El otro: el eterno sueño de una revolución permanente
Antología de experiencias y reflexiones sobre el alter ego
La perspectiva revolucionaria de que uno está realmente en el otro
La frase de Pablo
Ramos es tanto más buena cuanto viene de una terrible experiencia de casi
autodestrucción. Está escrita en una especie de descripción, de comentario
narrativo, a los doce pasos que hay que dar para salir de una adicción. En el
noveno paso -ahí aparece esta frase- quizá fue cuando Ramos se dio cuenta de
una verdad grande como una catedral medieval: en una verdadera relación con el
otro me reencuentro con lo más verdadero de mí mismo. El «sueño eterno» de la
revolución de Andrés Rivera, «la revolución permanente» de Trotsky, es el otro.
No lo hemos probado aún a pesar de la contundente experiencia de unos pocos
genios de la historia. Sobre todo, de la práctica y la doctrina de Jesús. Se
mantiene ahí a la espera como potencial incalculable de transformación humana y
revolución social.
No hay ni tiempo ni lugar en la historia humana en que no hayamos necesitado advertir que no existe un yo ni una comunidad si no hay frente a mí un tú, un otro, un nosotros. Sin alguien con quien interactuar, dialogar, confrontar, no hay individuo, persona o sociedad. Necesito yo y necesitamos todos, en todo momento, del otro para construirnos y para dotarnos de la imprescindible matriz social. Precisamos del encuentro para construirnos personalmente y construir la comunidad.

------------------------

Problema breve A —
Por favor, vuelve a escribir la parte de los registros que comienza con la línea que contiene "Where can you see the drum rim" y termina con la línea que contiene "point(160, 223)", ambas incluidas, sin omitir ninguna línea. Aumenta en 129 cada número de las coordenadas que aparecen después de «Markers:».

Datos de etiquetado de coordenadas:
------------------------

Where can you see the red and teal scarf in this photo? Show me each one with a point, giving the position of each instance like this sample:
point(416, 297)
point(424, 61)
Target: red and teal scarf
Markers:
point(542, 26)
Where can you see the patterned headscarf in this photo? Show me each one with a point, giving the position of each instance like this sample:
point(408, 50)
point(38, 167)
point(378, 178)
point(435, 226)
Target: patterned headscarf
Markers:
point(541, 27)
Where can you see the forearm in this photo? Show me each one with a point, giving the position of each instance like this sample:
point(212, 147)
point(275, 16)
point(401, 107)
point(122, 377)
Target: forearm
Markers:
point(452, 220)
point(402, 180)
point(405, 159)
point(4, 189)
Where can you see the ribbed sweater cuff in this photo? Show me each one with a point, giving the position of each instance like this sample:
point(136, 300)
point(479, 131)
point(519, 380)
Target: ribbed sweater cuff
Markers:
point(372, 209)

------------------------

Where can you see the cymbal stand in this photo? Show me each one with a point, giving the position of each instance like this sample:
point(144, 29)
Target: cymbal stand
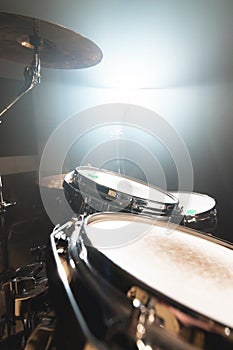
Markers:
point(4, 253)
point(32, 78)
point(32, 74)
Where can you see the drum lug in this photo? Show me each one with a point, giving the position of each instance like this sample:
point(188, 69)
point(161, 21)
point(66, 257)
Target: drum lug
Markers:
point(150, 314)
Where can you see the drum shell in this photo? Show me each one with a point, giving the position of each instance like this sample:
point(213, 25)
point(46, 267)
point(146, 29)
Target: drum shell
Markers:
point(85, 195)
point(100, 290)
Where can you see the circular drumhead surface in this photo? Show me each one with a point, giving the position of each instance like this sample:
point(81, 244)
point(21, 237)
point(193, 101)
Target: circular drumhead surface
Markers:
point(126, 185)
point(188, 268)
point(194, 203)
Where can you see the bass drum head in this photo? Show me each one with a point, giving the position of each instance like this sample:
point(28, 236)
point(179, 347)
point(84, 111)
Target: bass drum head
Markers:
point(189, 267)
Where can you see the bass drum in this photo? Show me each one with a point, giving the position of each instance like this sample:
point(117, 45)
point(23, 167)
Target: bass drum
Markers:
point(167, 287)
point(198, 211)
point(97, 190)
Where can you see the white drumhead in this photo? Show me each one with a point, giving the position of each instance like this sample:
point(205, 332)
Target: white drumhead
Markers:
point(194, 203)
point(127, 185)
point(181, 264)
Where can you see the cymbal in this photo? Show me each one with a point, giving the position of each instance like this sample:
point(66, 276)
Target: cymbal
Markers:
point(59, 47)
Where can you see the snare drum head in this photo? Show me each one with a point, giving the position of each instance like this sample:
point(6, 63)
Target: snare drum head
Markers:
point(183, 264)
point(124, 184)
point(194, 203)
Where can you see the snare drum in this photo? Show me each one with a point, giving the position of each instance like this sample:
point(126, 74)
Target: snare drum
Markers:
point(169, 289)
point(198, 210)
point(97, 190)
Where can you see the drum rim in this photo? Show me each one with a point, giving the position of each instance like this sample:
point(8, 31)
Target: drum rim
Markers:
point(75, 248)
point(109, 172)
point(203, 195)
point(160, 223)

------------------------

Problema breve B —
Responde estas preguntas sobre el pasaje:
(i) ¿En cuál de los doce pasos aparece la frase de Ramos?
(ii) ¿A quién se atribuye «la revolución permanente»?
(iii) ¿De quién menciona sobre todo la práctica y la doctrina?

Resultado del ejercicio A —
Where can you see the drum rim in this photo? Show me each one with a point, giving the position of each instance like this sample:
point(8, 31)
Target: drum rim
Markers:
point(204, 377)
point(238, 301)
point(332, 324)
point(289, 352)

Resultado del ejercicio B —
(i) En el noveno paso.
(ii) A Trotsky.
(iii) De Jesús.